**The problem:** Return the part of the border-crossing passage starting with "The night I" and going on through "straight to jail.", word for word.

The night I approached the border, still on the Mexican side, there was a man selling plastic bags.
"Plastic bags to cross the border?" I asked one of the boys there. "What for?"
"So you don't get your pants wet, NERO," he replied. Then he added that when you are in Gringoland it's not a good idea if the migra realizes that you have just crossed the border. That could mean a ticket straight to jail.
The sale of bags was not a great business, but it provided enough to live on. Likewise, on small charcoal grills and in buckets filled with ice, others were selling taquitos and drinks to remedy the hunger of those about to cross el bordo. That's what it was called there. It must be one of those words that found its way into the new Spanglish dictionary due to so much repetition.
It's not difficult to find someone to talk to on the border. Hundreds of people, scattered along the border, looked toward the north as if they were waiting for a signal to cross. There is, however, a nervousness in the air, the tension of those who know that in a few minutes they are going to risk their necks, something akin to how soldiers must feel when they are about to initiate an attack.

[Rows of box annotation data]
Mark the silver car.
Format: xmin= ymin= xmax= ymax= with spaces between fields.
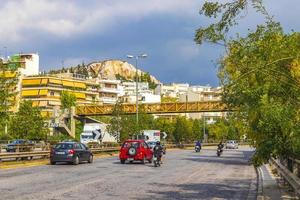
xmin=225 ymin=140 xmax=239 ymax=149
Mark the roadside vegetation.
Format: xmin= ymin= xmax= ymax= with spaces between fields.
xmin=195 ymin=0 xmax=300 ymax=165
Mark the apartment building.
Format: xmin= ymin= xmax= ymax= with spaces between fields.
xmin=121 ymin=82 xmax=161 ymax=103
xmin=154 ymin=83 xmax=190 ymax=98
xmin=21 ymin=76 xmax=101 ymax=113
xmin=97 ymin=79 xmax=121 ymax=104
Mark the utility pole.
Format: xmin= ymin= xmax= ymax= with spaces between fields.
xmin=127 ymin=54 xmax=147 ymax=128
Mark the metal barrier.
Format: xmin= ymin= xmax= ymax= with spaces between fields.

**Task solution:**
The night I approached the border, still on the Mexican side, there was a man selling plastic bags.
"Plastic bags to cross the border?" I asked one of the boys there. "What for?"
"So you don't get your pants wet, NERO," he replied. Then he added that when you are in Gringoland it's not a good idea if the migra realizes that you have just crossed the border. That could mean a ticket straight to jail.